Exercise instructions :: Please print each record that follows precisely as it appears.

Supplied material ::
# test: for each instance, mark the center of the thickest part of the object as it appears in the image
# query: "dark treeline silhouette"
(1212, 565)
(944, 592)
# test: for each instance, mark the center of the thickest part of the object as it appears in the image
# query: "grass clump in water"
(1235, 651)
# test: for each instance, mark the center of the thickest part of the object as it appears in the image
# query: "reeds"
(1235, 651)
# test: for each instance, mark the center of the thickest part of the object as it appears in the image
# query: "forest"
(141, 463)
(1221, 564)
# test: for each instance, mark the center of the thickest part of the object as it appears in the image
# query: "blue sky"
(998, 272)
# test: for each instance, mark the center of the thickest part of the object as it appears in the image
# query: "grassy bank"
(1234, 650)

Written answer ::
# test: for each instance, mark the center of the thickest part of the object as it appears in the image
# query: "dark treeline silhouette"
(1212, 565)
(944, 592)
# test: for each instance, mark the center of the thickest part of the object as it appears in the image
# query: "grass clump in water"
(1235, 651)
# test: for each instance, mark the center of the thickest part of the object as it appears in the image
# query: "reeds"
(1235, 651)
# test: for each instance, mark the center of the thickest part of the object as it appears in the image
# query: "forest"
(141, 463)
(1221, 564)
# test: for each instance, mark the center of the thickest part of the object as it appears in the image
# query: "blue sky"
(998, 272)
# test: for each instance, mark the center of the thickest part of the object as it appears in the image
# query: "grassy bank"
(1234, 650)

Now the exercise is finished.